[Dataset rows]
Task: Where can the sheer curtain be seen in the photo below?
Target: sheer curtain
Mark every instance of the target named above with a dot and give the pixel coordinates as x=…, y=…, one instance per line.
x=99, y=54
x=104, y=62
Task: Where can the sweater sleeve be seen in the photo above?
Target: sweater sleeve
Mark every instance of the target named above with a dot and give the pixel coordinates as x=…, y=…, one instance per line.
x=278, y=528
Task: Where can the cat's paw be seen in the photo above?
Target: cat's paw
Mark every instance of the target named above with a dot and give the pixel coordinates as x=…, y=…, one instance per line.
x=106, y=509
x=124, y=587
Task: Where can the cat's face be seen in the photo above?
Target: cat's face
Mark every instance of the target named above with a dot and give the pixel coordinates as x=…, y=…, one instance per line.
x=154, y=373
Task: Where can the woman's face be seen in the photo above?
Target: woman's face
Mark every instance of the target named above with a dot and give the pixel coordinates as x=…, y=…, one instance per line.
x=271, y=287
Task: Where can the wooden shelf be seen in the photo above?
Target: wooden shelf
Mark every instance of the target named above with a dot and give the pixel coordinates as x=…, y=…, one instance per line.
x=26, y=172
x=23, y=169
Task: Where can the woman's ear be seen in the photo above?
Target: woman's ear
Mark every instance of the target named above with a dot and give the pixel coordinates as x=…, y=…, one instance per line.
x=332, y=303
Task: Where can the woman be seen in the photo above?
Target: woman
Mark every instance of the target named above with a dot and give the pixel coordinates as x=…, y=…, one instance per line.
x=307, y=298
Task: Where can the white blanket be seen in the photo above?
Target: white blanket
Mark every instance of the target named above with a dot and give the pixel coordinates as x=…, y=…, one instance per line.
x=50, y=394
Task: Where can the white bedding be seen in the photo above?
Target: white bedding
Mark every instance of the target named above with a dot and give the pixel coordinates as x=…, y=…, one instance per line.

Exercise goal
Reproduce all of the entries above, word for word, with no changes.

Reply to the exercise
Task: Where can the sheer curtain be seen in the photo below?
Target: sheer curtain
Mark every instance of the target named above with a dot and give the pixel coordinates as x=…, y=…, one instance per line.
x=99, y=54
x=104, y=62
Task: Where can the sweater sleeve be seen in the photo above?
Target: sweater sleeve
Mark every instance of the target named above with a dot and give the pixel coordinates as x=…, y=…, one instance per line.
x=278, y=528
Task: Where can the cat's paw be seen in the photo above?
Target: cat's paw
Mark every instance of the target named above with a dot and give the pixel coordinates as x=…, y=…, one instance per line.
x=106, y=509
x=124, y=587
Task: Where can the cat's face be seen in the photo above?
Target: cat's face
Mark every instance of the target named above with a dot and give the pixel coordinates as x=…, y=…, one instance per line.
x=154, y=373
Task: Where can the woman's face be seen in the photo above?
Target: woman's face
Mark every instance of the target named above with a dot and give the pixel coordinates as x=…, y=…, one instance per line.
x=271, y=287
Task: Where can the wooden shelf be seen in the photo above?
Target: wooden shelf
Mark every instance of the target named above with a dot and give the pixel coordinates as x=…, y=…, one instance per line.
x=26, y=172
x=23, y=169
Task: Where can the woman's ear be seen in the photo above?
Target: woman's ear
Mark every instance of the target named above with a dot and give the pixel coordinates as x=…, y=…, one instance per line.
x=332, y=303
Task: Where can the woman be seen in the photo above?
Target: woman
Mark every instance of the target named above with a dot and give the pixel coordinates as x=…, y=…, one instance per line.
x=307, y=298
Task: Where can the white blanket be seen in the photo above?
Target: white blanket
Mark every instance of the target named above with a dot and give the pixel coordinates as x=…, y=…, one instance per line.
x=50, y=394
Task: Where can the white bedding be seen in the photo above?
Target: white bedding
Mark every instance of the target named above with a dot and give the pixel coordinates as x=…, y=…, one instance per line.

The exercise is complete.